══ GIVEN RECORDS ══

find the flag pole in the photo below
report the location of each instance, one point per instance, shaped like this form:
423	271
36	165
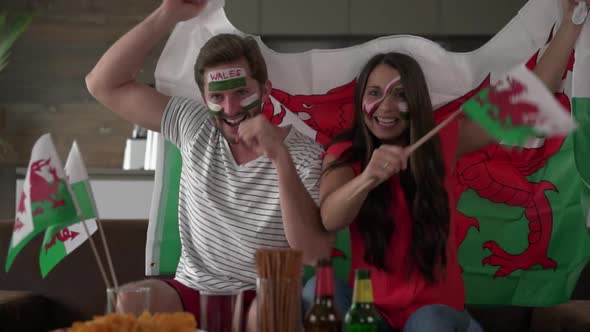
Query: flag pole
412	148
92	244
104	243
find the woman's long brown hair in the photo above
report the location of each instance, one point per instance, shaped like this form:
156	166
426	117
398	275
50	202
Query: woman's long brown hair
422	181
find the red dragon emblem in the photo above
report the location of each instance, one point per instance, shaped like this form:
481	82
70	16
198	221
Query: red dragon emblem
41	189
327	114
508	110
500	175
63	235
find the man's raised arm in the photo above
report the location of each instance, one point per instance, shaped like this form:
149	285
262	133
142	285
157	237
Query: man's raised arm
113	80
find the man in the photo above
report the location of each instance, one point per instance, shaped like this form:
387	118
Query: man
245	184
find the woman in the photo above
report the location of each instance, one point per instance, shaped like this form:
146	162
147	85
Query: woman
398	205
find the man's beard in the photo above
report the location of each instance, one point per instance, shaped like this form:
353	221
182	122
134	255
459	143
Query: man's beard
218	120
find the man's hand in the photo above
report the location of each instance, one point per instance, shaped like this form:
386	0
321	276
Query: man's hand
182	10
262	137
568	8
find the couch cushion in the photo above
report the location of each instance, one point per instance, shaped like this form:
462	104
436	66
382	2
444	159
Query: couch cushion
502	319
573	316
25	311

═══

TASK TO CARRY OUT -
Repeat all the data as it stands, dropping any images it holds.

OUTPUT OF THE EXERCISE -
find the flag pole in the photo below
report the location of each instance, one point per instance, shaped like this form:
423	271
36	165
Query: flag pole
412	148
92	244
104	243
find the woman's long brown hair in the photo above
report the location of each instance, one point per instance, shaped like this form:
156	166
426	117
398	275
50	202
Query: woman's long brown hair
422	181
find the red dragon emblem in the photo above
report the location of each instance, one point per instance, shaped like this form:
481	82
70	16
198	221
Query: red dragon emblem
41	189
327	114
508	110
500	175
63	235
find the man's raised arm in the photo above
report the location of each instance, one point per instance, shaped like this form:
149	285
262	133
142	285
157	237
Query: man's raised arm
113	80
find the man in the photo above
report the location of each instance, one point per instance, shaped like this form:
387	118
Query: man
245	184
find the woman in the photo above
report the location of each instance, one point per instance, shaped like this form:
146	162
147	85
Query: woman
398	205
find the man's beard in the photo above
report the location of each instance, one point per instance, shaped like this form:
353	221
182	122
134	255
459	143
Query: man's beard
218	120
find the man's hand in the photo above
report the location of each instance, one point per instance, shaped like this form:
386	0
321	276
Query: man's hand
182	10
262	137
568	8
find the couch cushion in the photo above
report the location of each instance, one point per instance, shaped like this form:
462	104
436	66
382	2
444	159
Query: couch cushion
502	319
573	316
25	311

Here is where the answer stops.